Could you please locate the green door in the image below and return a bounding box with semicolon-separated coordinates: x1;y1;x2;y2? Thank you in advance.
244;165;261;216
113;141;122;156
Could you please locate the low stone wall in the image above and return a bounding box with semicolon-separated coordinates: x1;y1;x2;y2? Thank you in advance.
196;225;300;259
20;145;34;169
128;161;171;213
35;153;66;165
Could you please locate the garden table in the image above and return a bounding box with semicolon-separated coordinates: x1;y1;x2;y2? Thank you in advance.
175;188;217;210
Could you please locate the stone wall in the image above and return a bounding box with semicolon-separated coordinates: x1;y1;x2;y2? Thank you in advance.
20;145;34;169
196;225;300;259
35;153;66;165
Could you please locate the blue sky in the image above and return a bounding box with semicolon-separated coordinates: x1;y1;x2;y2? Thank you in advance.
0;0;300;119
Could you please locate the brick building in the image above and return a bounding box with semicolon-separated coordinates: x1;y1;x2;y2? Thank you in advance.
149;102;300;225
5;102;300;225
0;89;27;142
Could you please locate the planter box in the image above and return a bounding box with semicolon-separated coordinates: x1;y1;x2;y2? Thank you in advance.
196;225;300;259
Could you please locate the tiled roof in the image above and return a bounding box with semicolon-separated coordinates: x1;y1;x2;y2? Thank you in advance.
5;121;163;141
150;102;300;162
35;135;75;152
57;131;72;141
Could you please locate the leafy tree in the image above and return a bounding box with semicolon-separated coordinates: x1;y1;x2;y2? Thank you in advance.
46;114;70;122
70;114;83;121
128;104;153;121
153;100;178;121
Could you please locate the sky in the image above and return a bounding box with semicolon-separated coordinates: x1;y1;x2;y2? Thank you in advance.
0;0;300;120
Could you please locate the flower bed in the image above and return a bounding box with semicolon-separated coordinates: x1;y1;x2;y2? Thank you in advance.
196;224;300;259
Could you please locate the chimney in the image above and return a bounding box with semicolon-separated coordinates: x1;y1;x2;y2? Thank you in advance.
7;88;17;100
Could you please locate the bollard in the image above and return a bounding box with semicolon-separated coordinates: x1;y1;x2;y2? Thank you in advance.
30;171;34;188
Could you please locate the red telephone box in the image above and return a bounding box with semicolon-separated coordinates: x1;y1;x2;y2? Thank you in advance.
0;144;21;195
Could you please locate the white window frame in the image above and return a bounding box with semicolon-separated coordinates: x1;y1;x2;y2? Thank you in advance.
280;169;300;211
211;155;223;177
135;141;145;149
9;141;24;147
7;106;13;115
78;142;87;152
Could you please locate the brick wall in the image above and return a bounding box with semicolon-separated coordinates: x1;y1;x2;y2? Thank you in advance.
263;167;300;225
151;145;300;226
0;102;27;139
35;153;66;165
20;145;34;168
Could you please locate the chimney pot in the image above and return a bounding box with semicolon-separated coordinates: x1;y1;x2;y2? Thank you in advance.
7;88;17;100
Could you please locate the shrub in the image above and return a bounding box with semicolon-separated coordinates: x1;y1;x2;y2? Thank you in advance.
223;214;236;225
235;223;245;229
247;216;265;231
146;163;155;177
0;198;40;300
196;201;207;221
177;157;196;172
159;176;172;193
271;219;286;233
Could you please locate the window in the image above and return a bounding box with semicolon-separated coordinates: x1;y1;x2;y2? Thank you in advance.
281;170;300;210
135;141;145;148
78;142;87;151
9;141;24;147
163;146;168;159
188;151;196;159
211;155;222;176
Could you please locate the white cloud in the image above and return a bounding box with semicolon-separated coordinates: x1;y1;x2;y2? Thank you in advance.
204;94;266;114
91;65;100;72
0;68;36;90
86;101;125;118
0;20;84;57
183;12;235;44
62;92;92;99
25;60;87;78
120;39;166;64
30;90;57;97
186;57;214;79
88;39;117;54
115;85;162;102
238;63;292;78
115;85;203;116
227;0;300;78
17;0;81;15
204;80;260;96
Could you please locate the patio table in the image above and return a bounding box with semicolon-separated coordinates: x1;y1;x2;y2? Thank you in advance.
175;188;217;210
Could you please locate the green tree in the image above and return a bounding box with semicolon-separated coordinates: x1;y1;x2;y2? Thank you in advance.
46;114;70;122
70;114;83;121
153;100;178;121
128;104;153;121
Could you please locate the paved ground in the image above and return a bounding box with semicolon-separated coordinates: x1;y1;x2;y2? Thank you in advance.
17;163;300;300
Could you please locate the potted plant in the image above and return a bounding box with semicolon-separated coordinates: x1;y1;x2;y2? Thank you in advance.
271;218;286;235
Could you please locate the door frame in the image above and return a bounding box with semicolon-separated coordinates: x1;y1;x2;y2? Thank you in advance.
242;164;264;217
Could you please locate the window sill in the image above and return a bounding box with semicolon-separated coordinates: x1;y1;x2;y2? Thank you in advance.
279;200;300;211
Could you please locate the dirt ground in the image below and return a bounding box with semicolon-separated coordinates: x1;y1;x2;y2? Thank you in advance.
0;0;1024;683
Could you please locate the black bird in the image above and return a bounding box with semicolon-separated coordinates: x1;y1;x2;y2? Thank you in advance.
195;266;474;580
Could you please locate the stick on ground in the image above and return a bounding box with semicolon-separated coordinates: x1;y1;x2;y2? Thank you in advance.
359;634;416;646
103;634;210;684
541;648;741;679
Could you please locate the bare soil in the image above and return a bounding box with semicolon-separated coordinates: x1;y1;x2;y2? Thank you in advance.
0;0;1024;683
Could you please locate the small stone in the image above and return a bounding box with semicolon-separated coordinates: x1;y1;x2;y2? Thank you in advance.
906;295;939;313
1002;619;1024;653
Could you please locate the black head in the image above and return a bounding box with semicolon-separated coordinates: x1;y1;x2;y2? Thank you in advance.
----------
→ **What you have to do**
Print all of the entries above once more, unchanged and in their original order.

→ **Output below**
Could you please locate the green door in the image below and return a bounding box with semicolon-separated coordinates: x1;y1;x2;y2? Thank you in advance.
244;165;261;216
113;141;122;156
Could you please locate the low stone wall in the image above and return a bounding box with semicolon-separated coordinates: x1;y1;x2;y2? Thank you in advance.
196;225;300;259
20;145;34;169
128;161;171;213
35;153;66;165
Could you please locate the garden table in the image above and return a bounding box with semicolon-separated coordinates: x1;y1;x2;y2? Thank you in advance.
175;188;217;210
Could you please locate the stone wall in the image above and return a bounding box with semicolon-separated coordinates: x1;y1;x2;y2? Thank you in advance.
20;145;34;169
196;225;300;259
35;153;66;165
Could you please locate the blue sky in the image above and return a bounding box with semicolon-separated coordinates: x1;y1;x2;y2? Thank you in advance.
0;0;300;119
Could you please locate the brick building in the image above and return a bounding box with semicolon-separated coordinates: x1;y1;x2;y2? Thank you in advance.
149;102;300;225
5;102;300;225
0;89;27;142
Could you please locate the planter box in the image above and return a bounding box with semicolon-separated coordinates: x1;y1;x2;y2? Thank you in advance.
196;225;300;259
Could you please locate the tiled roof in the image above and return a bounding box with semicolon-separated coordinates: x1;y1;x2;y2? Thank you in advance.
5;121;163;141
150;102;300;162
35;135;75;152
57;131;72;141
Could you please locate the leafy tree in the image above and return a bounding box with semicolon-separated coordinates: x1;y1;x2;y2? Thank you in advance.
46;114;70;122
70;114;83;121
128;104;153;121
153;100;178;121
Could you please locate the sky in the image above and return a bounding box with semicolon-separated coordinates: x1;y1;x2;y2? Thank you in advance.
0;0;300;120
Could you please locate the flower bed in the image above and return a bounding box with semicolon-separated coordinates: x1;y1;x2;y2? Thank you in advance.
196;224;300;259
Could you please locate the chimney in the image above and return a bounding box with semicolon-separated coordinates: x1;y1;x2;y2? Thank you in advance.
7;88;17;100
Could you please locate the bollard in the image above and return a bounding box with semicolon-separated coordinates: x1;y1;x2;y2? Thank you in advance.
30;171;34;188
Could you please locate the red telephone box in the image above and return a bounding box with semicolon-separated coordinates: x1;y1;x2;y2? Thank you in advance.
0;144;21;195
Could you please locate the white window frame in the image above and return a bounding box with semicolon-separated coordinates: x1;y1;x2;y2? Thank you in advance.
280;169;300;211
211;155;223;177
135;141;145;149
9;141;24;147
7;106;13;115
78;142;87;152
Could you please locate the brick wall in the image above and return a bounding box with semicolon-separated coordinates: x1;y1;x2;y2? Thank you in advance.
263;167;300;225
151;145;300;226
0;102;27;139
35;153;66;165
20;145;34;168
Could you please locate the chimney pot in the image above and return a bounding box with semicolon-separated coordinates: x1;y1;x2;y2? Thank you in advance.
7;88;17;100
Could you please locate the shrub in the image above and return a bounding box with semicolon-separated coordinates: x1;y1;x2;y2? Thank you in advance.
223;214;236;225
235;223;245;229
247;216;265;231
146;163;155;177
0;198;40;300
196;201;207;221
177;157;196;172
159;176;172;193
271;219;286;233
Could you please locate the window in the image above and return a bounding box with semicolon-separated coordinates: x1;y1;x2;y2? Thank you in advance.
281;170;300;210
135;141;145;148
78;142;87;151
9;141;24;147
163;146;168;159
188;151;196;159
211;155;222;176
Could you please locate the white cloud in the image above and return a bounding box with semicolon-separated coordinates: x1;y1;x2;y2? Thank you in advance.
204;94;266;114
91;65;100;72
0;68;36;90
86;101;125;118
0;20;84;57
183;12;235;44
62;92;92;99
25;60;87;78
120;39;166;64
30;90;57;97
186;57;214;79
88;39;117;54
115;85;162;102
238;63;292;78
115;85;203;116
227;0;300;78
17;0;81;15
204;80;260;96
Could you please locate the patio table in the image above and return a bounding box with semicolon-separated coordinates: x1;y1;x2;y2? Thank you in advance.
175;188;217;210
Could you please locate the green tree in the image above and return a bounding box with semicolon-separated coordinates: x1;y1;x2;y2? Thank you in advance.
46;114;70;122
70;114;83;121
153;100;178;121
128;104;153;121
Could you please locate the paved ground in the image above and return a bounding box with semicolon-separated coordinates: x1;y1;x2;y2? Thank you in advance.
17;163;300;300
Could you please locate the potted plant in the image above and return a bounding box with semicolon-separated coordinates: x1;y1;x2;y2? Thank you in advance.
271;218;286;235
Could you please locate the door frame in the image above and return a bounding box with semicolon-separated coordinates: x1;y1;x2;y2? Thank you in advance.
242;164;264;217
Could you please locate the window sill in the image above and return a bounding box with semicolon-separated coordinates: x1;y1;x2;y2? Thank you in advance.
279;200;300;211
Could you please locate the dirt ground in the image below and return a bounding box with semicolon-separated coordinates: x1;y1;x2;y2? Thank you in advance.
0;0;1024;683
Could you please locate the black bird in the image above and return a bounding box with semicolon-separated coordinates: x1;y1;x2;y2? Thank you in advance.
195;266;474;580
Could you please locate the stick on ground in the image above and return a bounding box with semicolon-separated coordinates: x1;y1;x2;y2? Thank you in advance.
359;634;416;646
103;634;210;684
541;648;741;679
Could you please locate the bare soil in the image above and return a bounding box with semicolon-separated coordinates: x1;y1;x2;y2? Thank you in advance.
0;0;1024;683
Could you please locate the small stone in the image above and return a bounding box with semicolon-separated coordinates: x1;y1;x2;y2? Thank you in advance.
906;295;939;313
1002;619;1024;653
Could you please locate the black head in the image above and return a bounding box with semicolon-separated coordinates: x1;y1;x2;y2? Thank you in advance.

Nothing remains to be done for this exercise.